--- Begin EXTRACTED TEXT ---

As of June 30, 2002, our material purchase commitments, including usage of
telecommunication lines and data services, hardware support services,
equipment and software purchases, totaled $4.4 million.

We lease office facilities under various operating leases that expire through
2008. Total future minimum lease payments, net of sublease rental income,
under these leases amount to approximately $19.2 million.

We lease capital equipment under various capital lease obligations that
expire through 2003. Total future minimum lease payments amount to
approximately $1.4 million.

We borrow funds under a revolving credit line that expired on July 31, 2002.
As of June 30, 2002, we had borrowed $5.0 million under this arrangement and
$2.5 million remained available. We are currently renegotiating this
arrangement to maintain the availability of these funds.

--- End EXTRACTED TEXT ---

--- WRITTEN REQUEST ---
Copy out the passage on purchase commitments, leases, and borrowings word for word, in full.

--- Begin RECORDS PROVIDED ---

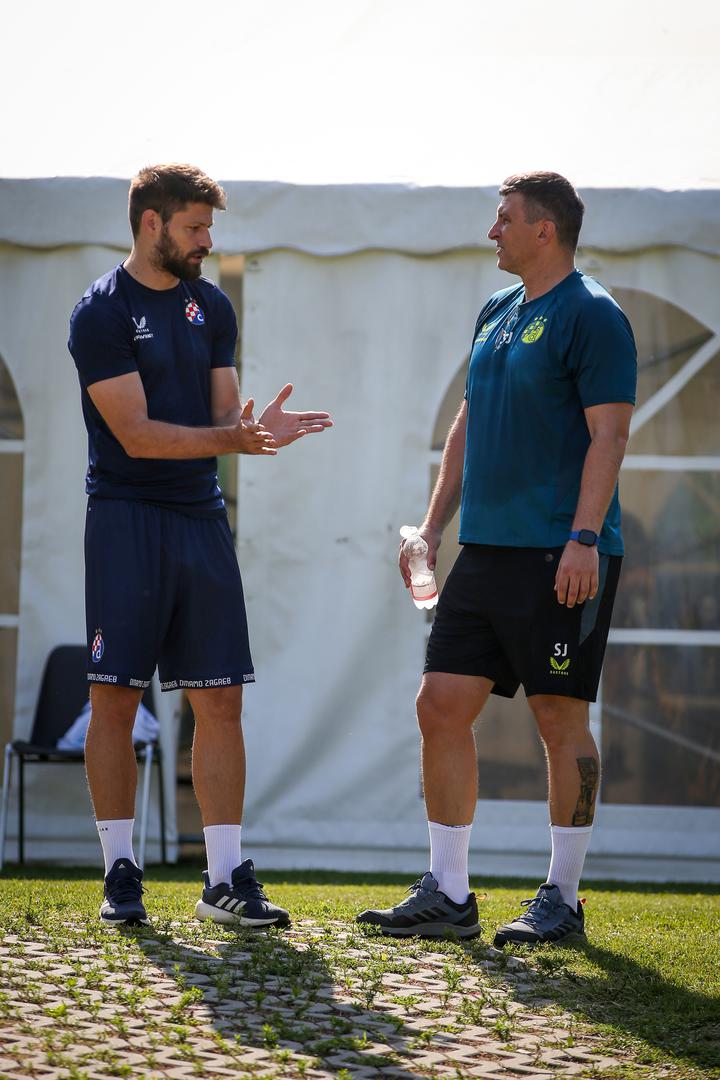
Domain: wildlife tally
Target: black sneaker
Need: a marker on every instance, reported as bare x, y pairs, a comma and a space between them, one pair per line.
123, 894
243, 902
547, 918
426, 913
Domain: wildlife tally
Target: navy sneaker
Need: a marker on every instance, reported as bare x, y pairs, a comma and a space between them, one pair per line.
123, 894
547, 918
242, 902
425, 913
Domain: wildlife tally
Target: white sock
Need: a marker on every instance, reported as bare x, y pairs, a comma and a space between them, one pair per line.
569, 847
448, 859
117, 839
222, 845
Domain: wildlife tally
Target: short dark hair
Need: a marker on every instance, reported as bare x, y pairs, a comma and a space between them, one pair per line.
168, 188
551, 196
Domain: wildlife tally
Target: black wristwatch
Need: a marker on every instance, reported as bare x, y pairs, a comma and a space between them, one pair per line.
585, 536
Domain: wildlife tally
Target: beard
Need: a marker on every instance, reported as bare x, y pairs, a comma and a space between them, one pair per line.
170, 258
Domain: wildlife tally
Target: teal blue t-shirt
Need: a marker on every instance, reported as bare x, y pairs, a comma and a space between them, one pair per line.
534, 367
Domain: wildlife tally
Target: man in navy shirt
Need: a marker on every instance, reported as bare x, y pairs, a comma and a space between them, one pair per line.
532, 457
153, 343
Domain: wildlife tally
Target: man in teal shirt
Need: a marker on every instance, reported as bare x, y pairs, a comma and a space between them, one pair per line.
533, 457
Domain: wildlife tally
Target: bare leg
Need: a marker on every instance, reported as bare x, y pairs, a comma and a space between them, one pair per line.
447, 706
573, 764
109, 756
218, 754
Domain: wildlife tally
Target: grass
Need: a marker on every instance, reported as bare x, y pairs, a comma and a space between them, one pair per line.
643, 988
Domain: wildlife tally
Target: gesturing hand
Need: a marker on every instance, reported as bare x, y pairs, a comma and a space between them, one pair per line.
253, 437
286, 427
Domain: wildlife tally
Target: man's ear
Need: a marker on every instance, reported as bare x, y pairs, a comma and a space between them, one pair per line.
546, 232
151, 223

--- End RECORDS PROVIDED ---

--- THE RESPONSE ---
As of June 30, 2002, our material purchase commitments, including usage of
telecommunication lines and data services, hardware support services,
equipment and software purchases, totaled $4.4 million.

We lease office facilities under various operating leases that expire through
2008. Total future minimum lease payments, net of sublease rental income,
under these leases amount to approximately $19.2 million.

We lease capital equipment under various capital lease obligations that
expire through 2003. Total future minimum lease payments amount to
approximately $1.4 million.

We borrow funds under a revolving credit line that expired on July 31, 2002.
As of June 30, 2002, we had borrowed $5.0 million under this arrangement and
$2.5 million remained available. We are currently renegotiating this
arrangement to maintain the availability of these funds.